What is required → Reproduce the data starting at its first line and ending at the line that contains "8), (312, 29)]", swapping "spruce foliage" for "fir branches" and keeping everything else unchanged. Leave the pictures out.

Input material →
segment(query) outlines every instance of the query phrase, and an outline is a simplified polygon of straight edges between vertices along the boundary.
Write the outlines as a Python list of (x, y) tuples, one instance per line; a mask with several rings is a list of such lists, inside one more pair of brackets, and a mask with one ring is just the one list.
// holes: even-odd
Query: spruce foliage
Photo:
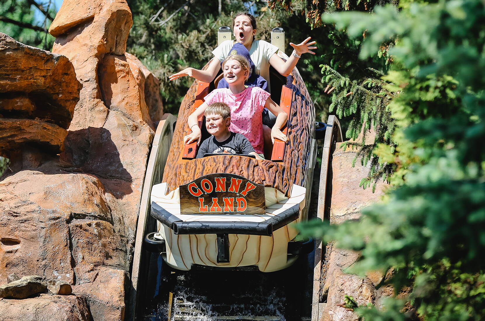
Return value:
[(318, 27), (327, 37), (324, 53), (315, 62), (321, 68), (321, 82), (324, 86), (320, 94), (330, 95), (328, 111), (342, 121), (345, 136), (350, 140), (342, 148), (356, 149), (354, 162), (359, 159), (362, 165), (369, 166), (369, 174), (361, 182), (364, 188), (371, 184), (375, 188), (379, 180), (388, 181), (396, 165), (383, 161), (374, 151), (380, 144), (395, 147), (392, 134), (396, 124), (388, 108), (394, 93), (386, 89), (388, 83), (381, 78), (387, 74), (392, 62), (388, 51), (394, 46), (393, 38), (383, 42), (370, 54), (359, 55), (367, 36), (365, 30), (349, 37), (345, 31), (332, 23), (323, 23), (320, 17), (324, 11), (370, 12), (378, 1), (272, 0), (270, 2), (272, 7), (279, 5), (291, 11), (301, 8), (312, 29)]
[[(356, 308), (366, 320), (485, 318), (485, 7), (479, 0), (441, 0), (376, 7), (373, 15), (325, 15), (352, 37), (365, 31), (365, 59), (395, 39), (382, 81), (393, 95), (391, 145), (374, 153), (393, 164), (393, 187), (359, 222), (309, 223), (306, 233), (360, 251), (348, 272), (392, 276), (395, 296), (384, 308)], [(398, 299), (412, 285), (412, 292)]]
[[(32, 4), (34, 2), (43, 8), (44, 13)], [(1, 0), (0, 31), (23, 44), (50, 50), (54, 37), (47, 31), (58, 9), (52, 0)]]

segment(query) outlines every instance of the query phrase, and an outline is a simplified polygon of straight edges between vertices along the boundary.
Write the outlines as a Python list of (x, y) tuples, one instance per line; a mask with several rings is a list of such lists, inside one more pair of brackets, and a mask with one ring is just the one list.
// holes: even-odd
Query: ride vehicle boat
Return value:
[[(288, 58), (281, 50), (278, 54)], [(146, 238), (162, 245), (157, 248), (172, 268), (270, 272), (291, 265), (304, 250), (294, 227), (308, 218), (315, 108), (296, 67), (286, 77), (274, 70), (270, 74), (271, 98), (288, 115), (282, 131), (289, 139), (276, 140), (266, 160), (227, 154), (195, 158), (196, 143), (183, 140), (190, 131), (187, 118), (222, 77), (210, 83), (196, 80), (187, 91), (162, 182), (151, 188), (156, 231)]]

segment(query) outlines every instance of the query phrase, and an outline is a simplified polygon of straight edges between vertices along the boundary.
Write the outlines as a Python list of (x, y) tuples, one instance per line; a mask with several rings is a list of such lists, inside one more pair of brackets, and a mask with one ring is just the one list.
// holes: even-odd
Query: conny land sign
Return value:
[(264, 186), (232, 174), (202, 176), (181, 185), (181, 214), (264, 214)]

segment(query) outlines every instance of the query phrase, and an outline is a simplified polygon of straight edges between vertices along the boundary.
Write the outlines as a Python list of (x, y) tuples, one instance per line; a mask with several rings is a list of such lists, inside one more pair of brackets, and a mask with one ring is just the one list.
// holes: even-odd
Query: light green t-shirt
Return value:
[[(212, 51), (212, 53), (221, 61), (229, 55), (229, 52), (234, 45), (232, 40), (226, 40)], [(256, 73), (268, 82), (268, 89), (271, 90), (270, 83), (270, 58), (278, 52), (278, 47), (265, 41), (255, 40), (251, 46), (249, 56), (256, 66)]]

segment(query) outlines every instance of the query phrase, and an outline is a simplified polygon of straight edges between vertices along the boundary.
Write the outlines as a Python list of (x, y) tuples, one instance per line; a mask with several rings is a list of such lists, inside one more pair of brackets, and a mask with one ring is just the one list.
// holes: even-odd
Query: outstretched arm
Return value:
[(283, 141), (288, 140), (288, 138), (281, 131), (281, 127), (286, 123), (288, 117), (288, 114), (283, 111), (283, 109), (274, 102), (271, 97), (266, 100), (264, 107), (269, 109), (269, 111), (276, 115), (276, 121), (275, 125), (271, 128), (271, 141), (275, 142), (275, 139), (278, 138)]
[[(312, 51), (311, 49), (316, 49), (317, 47), (311, 45), (315, 44), (317, 42), (308, 42), (311, 39), (311, 37), (308, 37), (303, 42), (298, 45), (290, 43), (290, 45), (293, 48), (293, 52), (295, 53), (297, 56), (301, 56), (306, 52), (309, 52), (311, 54), (314, 55), (315, 53)], [(291, 72), (299, 59), (299, 57), (295, 57), (292, 53), (290, 55), (288, 60), (285, 62), (275, 53), (273, 54), (273, 55), (270, 58), (269, 62), (276, 71), (286, 77)]]
[(195, 140), (197, 140), (197, 144), (200, 143), (202, 133), (200, 131), (200, 128), (199, 127), (198, 119), (201, 115), (204, 114), (204, 112), (206, 111), (206, 108), (207, 108), (207, 104), (205, 102), (202, 103), (202, 105), (199, 106), (198, 108), (191, 114), (187, 118), (187, 122), (189, 124), (189, 128), (192, 131), (192, 132), (184, 136), (184, 144), (190, 144)]
[(214, 57), (210, 61), (209, 67), (205, 70), (196, 69), (194, 68), (189, 67), (177, 74), (168, 76), (168, 79), (171, 80), (175, 80), (180, 77), (189, 76), (204, 82), (210, 82), (215, 78), (217, 75), (217, 72), (219, 71), (220, 68), (221, 61), (217, 58)]

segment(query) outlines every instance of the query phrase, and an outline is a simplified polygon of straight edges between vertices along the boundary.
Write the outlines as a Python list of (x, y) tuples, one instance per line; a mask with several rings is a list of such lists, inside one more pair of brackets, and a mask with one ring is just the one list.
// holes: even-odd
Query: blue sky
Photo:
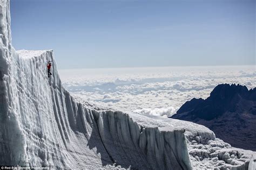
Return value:
[(11, 0), (17, 49), (59, 69), (255, 64), (255, 1)]

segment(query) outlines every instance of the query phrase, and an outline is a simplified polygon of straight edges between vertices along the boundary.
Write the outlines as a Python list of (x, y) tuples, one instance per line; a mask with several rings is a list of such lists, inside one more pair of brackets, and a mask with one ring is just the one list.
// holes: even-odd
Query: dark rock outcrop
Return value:
[(256, 151), (256, 88), (218, 85), (207, 99), (186, 101), (171, 118), (203, 125), (233, 146)]

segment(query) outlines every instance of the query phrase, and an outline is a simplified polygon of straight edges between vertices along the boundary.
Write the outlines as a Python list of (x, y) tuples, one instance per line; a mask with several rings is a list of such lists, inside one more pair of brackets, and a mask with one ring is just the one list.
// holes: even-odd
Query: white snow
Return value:
[[(230, 147), (203, 126), (127, 114), (71, 96), (62, 85), (52, 51), (16, 52), (11, 47), (9, 3), (0, 4), (0, 165), (248, 168), (254, 153)], [(53, 61), (50, 78), (48, 60)]]
[[(37, 51), (29, 51), (25, 50), (18, 50), (17, 52), (19, 54), (21, 57), (23, 58), (31, 58), (32, 57), (39, 57), (43, 53), (45, 53), (47, 51), (51, 50), (37, 50)], [(46, 62), (47, 63), (47, 62)]]

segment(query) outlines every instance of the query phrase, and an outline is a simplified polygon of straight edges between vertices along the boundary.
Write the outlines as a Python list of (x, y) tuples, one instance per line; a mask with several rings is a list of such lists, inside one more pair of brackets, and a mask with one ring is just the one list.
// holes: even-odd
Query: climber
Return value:
[(47, 67), (48, 68), (48, 77), (50, 77), (50, 75), (52, 75), (52, 73), (51, 73), (51, 62), (49, 61), (48, 65), (47, 66)]

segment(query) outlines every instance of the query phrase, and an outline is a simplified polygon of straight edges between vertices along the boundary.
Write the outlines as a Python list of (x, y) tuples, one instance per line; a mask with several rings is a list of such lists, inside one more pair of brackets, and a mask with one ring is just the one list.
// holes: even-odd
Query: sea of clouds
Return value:
[(218, 84), (256, 87), (256, 67), (221, 66), (60, 70), (65, 88), (97, 105), (126, 113), (170, 117)]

Written solution →
segment(query) outlines every instance of the query phrase, and an outline is a simplified polygon of straight edges between vertices along the boundary.
Write the outlines as a Python list of (x, y) tuples, one instance per line; a mask with several rings is a list of such lists, inside one more pair of brackets, and a mask with one ring is just the one list.
// holes: even-odd
Query: fir branches
Photo:
Return value:
[(318, 27), (327, 37), (324, 53), (315, 62), (321, 68), (321, 82), (324, 86), (320, 94), (330, 95), (328, 111), (342, 121), (345, 136), (350, 140), (342, 148), (356, 149), (354, 162), (359, 159), (362, 165), (369, 166), (369, 174), (361, 182), (364, 188), (371, 184), (375, 188), (379, 180), (388, 181), (396, 165), (383, 161), (374, 151), (380, 144), (395, 147), (392, 134), (396, 124), (388, 108), (394, 93), (386, 89), (388, 83), (381, 78), (387, 74), (392, 62), (388, 51), (394, 46), (393, 38), (383, 42), (370, 54), (359, 55), (367, 36), (365, 30), (349, 37), (345, 31), (332, 23), (323, 23), (320, 17), (324, 11), (370, 12), (378, 1), (272, 0), (270, 2), (272, 7), (279, 5), (291, 11), (301, 8), (312, 29)]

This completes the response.